**Liste des consignes**:
**a.** Restituez mot pour mot le passage du texte sur la révolution syrienne qui commence par « Le soulèvement légitime » et se poursuit jusqu'à « au Grand-méchant-loup impérialiste. ».
**b.** Fournissez la suite du texte sur la révolution syrienne, à partir de sa dernière phrase.

**Texte de référence**:

***

De la sorte, dès qu’un média « mainstream » propose une information qui leur convient, ils s’empressent de la répercuter sur la toile, sur une myriade de sites qui la reprennent, la ressassent, la relaient, la montent en épingle, faisant d’un fait, parfois très mineur, voire anodin, « l’info » du moment qui prouve bien que… Et (vous voyez bien !) même la presse impérialiste le dit ! Donc… Etc.
Ils produisent ainsi une image tronquée, voire tout à fait virtuelle de l’objet de leur étude.
Et la révolution du peuple syrien, revue et corrigée à l’aune de leur idéologie, redistillée par maints alambics savamment entortillés, devient, sous leur plume, le complot de l’Occident contre le dernier pays arabe qui résiste à l’Empire (entendez « les États-Unis d’Amérique ») et à son allié sioniste (« Israël »).
Le soulèvement légitime d’une population opprimée par une des pires dictatures encore en exercice se change en « invasion fasciste » de la Syrie par des « bandes d’égorgeurs », par des milliers de « mercenaires étrangers » à la solde des « puissances atlantiques » (l’OTAN).
Et ces magiciens du verbe n’ont aucune hésitation à qualifier les révolutionnaires de « terroristes sanguinaires », reprenant à leur compte, sans s’en émouvoir outre mesure, la dialectique d’un régime ignoble. C’est à peine, d’ailleurs, s’ils prennent la précaution oratoire de rappeler, de temps en temps, que le gouvernement syrien et son président, Bashar al-Assad, n’ont rien de très sympathique ; mais on les sent si peu convaincus, surtout lorsque suit une litanie de bonnes raisons de préférer le dictateur et son allié soviétique (je veux dire « russe » ; pardonnez le lapsus) au Grand-méchant-loup impérialiste.

***

**Section des données**:
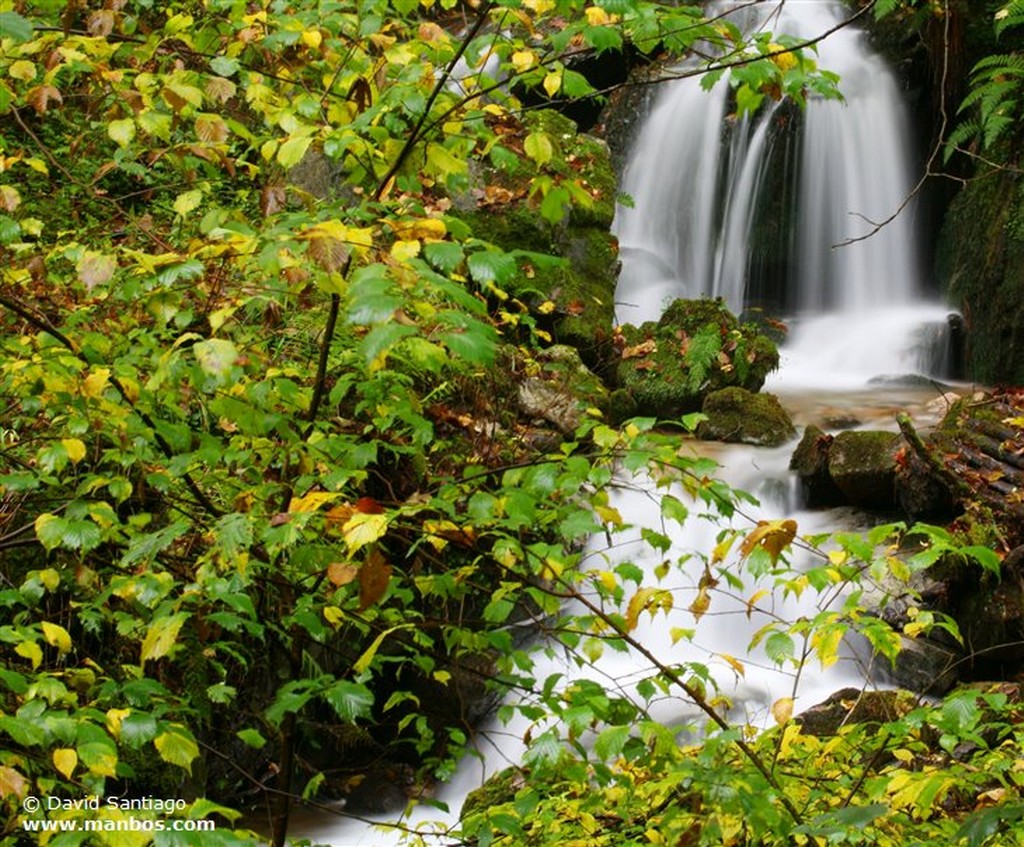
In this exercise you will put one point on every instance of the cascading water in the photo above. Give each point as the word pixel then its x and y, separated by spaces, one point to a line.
pixel 723 220
pixel 697 180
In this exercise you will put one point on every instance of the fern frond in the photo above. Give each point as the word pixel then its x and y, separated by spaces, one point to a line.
pixel 1011 14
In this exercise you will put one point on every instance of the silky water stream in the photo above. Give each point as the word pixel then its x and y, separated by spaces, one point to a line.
pixel 854 299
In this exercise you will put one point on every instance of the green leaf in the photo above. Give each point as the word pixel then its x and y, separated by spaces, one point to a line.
pixel 162 635
pixel 610 742
pixel 14 27
pixel 350 701
pixel 291 153
pixel 122 131
pixel 539 147
pixel 216 356
pixel 177 747
pixel 491 266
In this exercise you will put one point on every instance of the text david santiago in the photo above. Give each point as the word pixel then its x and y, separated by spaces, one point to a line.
pixel 157 804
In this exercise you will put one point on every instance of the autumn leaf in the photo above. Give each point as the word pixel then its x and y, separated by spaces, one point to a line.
pixel 341 573
pixel 374 578
pixel 66 760
pixel 781 710
pixel 771 536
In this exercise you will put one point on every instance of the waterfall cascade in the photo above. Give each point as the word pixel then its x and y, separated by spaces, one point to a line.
pixel 697 192
pixel 793 212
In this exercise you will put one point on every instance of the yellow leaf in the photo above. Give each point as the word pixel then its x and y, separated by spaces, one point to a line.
pixel 733 663
pixel 93 385
pixel 363 528
pixel 781 710
pixel 753 601
pixel 65 760
pixel 426 228
pixel 32 651
pixel 771 536
pixel 722 549
pixel 114 719
pixel 838 557
pixel 341 573
pixel 523 60
pixel 75 450
pixel 22 70
pixel 700 603
pixel 56 636
pixel 311 501
pixel 402 251
pixel 553 83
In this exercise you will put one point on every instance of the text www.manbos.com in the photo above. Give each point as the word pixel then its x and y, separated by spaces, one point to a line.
pixel 131 824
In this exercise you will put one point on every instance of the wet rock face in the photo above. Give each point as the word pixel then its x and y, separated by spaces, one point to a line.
pixel 738 416
pixel 857 467
pixel 696 347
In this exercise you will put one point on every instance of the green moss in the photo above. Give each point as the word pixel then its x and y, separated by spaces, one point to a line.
pixel 696 347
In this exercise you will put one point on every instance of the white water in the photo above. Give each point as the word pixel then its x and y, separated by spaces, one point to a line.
pixel 859 314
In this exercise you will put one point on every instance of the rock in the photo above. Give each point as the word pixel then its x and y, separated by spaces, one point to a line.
pixel 810 463
pixel 855 706
pixel 696 347
pixel 738 416
pixel 500 788
pixel 862 465
pixel 561 390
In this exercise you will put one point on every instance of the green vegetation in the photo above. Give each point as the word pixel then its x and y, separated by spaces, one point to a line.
pixel 262 502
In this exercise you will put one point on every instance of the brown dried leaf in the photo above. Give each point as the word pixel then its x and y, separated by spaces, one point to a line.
pixel 211 128
pixel 328 252
pixel 272 199
pixel 100 23
pixel 341 573
pixel 641 349
pixel 374 578
pixel 772 536
pixel 40 97
pixel 220 89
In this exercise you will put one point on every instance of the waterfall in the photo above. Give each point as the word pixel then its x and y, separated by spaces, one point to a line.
pixel 700 181
pixel 794 212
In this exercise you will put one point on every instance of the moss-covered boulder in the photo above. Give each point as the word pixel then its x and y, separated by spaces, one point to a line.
pixel 696 347
pixel 556 199
pixel 982 263
pixel 738 416
pixel 862 463
pixel 810 463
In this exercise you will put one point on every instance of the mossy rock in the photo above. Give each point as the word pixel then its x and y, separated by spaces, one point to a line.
pixel 559 389
pixel 695 348
pixel 572 297
pixel 738 416
pixel 501 788
pixel 862 464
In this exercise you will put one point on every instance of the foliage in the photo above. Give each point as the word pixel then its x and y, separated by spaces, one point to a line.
pixel 255 505
pixel 991 110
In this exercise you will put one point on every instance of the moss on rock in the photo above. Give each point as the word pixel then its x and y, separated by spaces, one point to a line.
pixel 738 416
pixel 696 347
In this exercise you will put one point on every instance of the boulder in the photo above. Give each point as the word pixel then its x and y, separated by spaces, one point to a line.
pixel 855 706
pixel 810 463
pixel 560 389
pixel 862 464
pixel 696 347
pixel 738 416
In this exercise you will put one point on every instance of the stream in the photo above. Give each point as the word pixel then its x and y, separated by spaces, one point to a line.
pixel 859 322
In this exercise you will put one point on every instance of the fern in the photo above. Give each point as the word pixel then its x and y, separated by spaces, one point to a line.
pixel 1011 14
pixel 700 354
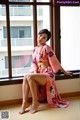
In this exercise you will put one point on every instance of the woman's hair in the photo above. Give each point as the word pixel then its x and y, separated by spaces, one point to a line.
pixel 45 31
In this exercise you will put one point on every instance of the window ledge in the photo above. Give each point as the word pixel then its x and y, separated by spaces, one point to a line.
pixel 19 80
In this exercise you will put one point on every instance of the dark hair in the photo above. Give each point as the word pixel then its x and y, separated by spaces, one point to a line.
pixel 47 32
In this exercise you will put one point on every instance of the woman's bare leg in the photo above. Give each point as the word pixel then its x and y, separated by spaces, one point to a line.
pixel 25 93
pixel 33 79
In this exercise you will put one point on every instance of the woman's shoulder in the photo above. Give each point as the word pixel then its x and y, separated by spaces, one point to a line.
pixel 48 47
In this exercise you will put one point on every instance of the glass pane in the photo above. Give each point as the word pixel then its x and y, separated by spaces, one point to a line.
pixel 21 32
pixel 3 43
pixel 43 18
pixel 70 37
pixel 20 0
pixel 43 0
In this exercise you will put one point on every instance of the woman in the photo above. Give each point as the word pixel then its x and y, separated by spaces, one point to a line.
pixel 43 68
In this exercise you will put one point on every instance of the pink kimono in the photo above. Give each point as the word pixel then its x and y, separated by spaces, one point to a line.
pixel 46 62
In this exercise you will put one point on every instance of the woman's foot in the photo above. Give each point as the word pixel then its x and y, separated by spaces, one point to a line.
pixel 34 108
pixel 24 106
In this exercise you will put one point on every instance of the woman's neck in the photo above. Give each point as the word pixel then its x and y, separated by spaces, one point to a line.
pixel 40 45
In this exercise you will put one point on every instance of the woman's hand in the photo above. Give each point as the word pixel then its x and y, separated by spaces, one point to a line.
pixel 68 73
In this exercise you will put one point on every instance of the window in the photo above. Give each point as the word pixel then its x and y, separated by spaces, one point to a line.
pixel 70 37
pixel 19 33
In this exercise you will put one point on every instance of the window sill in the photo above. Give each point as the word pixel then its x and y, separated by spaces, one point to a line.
pixel 20 79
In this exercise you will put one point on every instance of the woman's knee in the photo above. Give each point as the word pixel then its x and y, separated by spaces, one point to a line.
pixel 29 77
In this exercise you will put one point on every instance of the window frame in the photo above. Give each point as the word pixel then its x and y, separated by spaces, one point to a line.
pixel 55 38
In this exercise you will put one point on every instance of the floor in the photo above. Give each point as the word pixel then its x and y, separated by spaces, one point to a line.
pixel 45 112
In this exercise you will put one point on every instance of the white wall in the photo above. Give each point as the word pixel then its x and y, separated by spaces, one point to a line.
pixel 70 37
pixel 11 92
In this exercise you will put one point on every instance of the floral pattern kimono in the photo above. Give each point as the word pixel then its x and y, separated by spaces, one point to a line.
pixel 46 62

***

**Corrigé de l'exercice**:
**a.**
Le soulèvement légitime d’une population opprimée par une des pires dictatures encore en exercice se change en « invasion fasciste » de la Syrie par des « bandes d’égorgeurs », par des milliers de « mercenaires étrangers » à la solde des « puissances atlantiques » (l’OTAN).
Et ces magiciens du verbe n’ont aucune hésitation à qualifier les révolutionnaires de « terroristes sanguinaires », reprenant à leur compte, sans s’en émouvoir outre mesure, la dialectique d’un régime ignoble. C’est à peine, d’ailleurs, s’ils prennent la précaution oratoire de rappeler, de temps en temps, que le gouvernement syrien et son président, Bashar al-Assad, n’ont rien de très sympathique ; mais on les sent si peu convaincus, surtout lorsque suit une litanie de bonnes raisons de préférer le dictateur et son allié soviétique (je veux dire « russe » ; pardonnez le lapsus) au Grand-méchant-loup impérialiste.

**b.**
Celui qui contrevient à la règle ou qui en montre toute l’absurdité apparaît dès lors comme l’inventeur d’un ineffable danger, et il doit être combattu par tous les moyens et coûte que coûte.
Ainsi, dans sa diatribe du 16 novembre, intitulée de la plus incroyable des façons Pierre Piccinin, négociant en sang syrien ? (!!! -et qui a été republiée le 18 novembre par Le grand Soir ; tiens donc ?), Bahar Kimyongür, abandonnant toute déontologie intellectuelle et toute éthique scientifique, s’en prend personnellement à moi, sans la moindre vergogne, tandis que le propos est illustré d’une photographie judicieusement choisie (voire la prise d’écran), qui me représente brandissant une kalachnikov, une photographie qui avait été prise lors d’un moment de relâche, en compagnie de miliciens, au Liban (et non pas en Syrie), où je couvrais les combats, à Tripoli, en mai 2012, pour le magazine Afrique-Asie.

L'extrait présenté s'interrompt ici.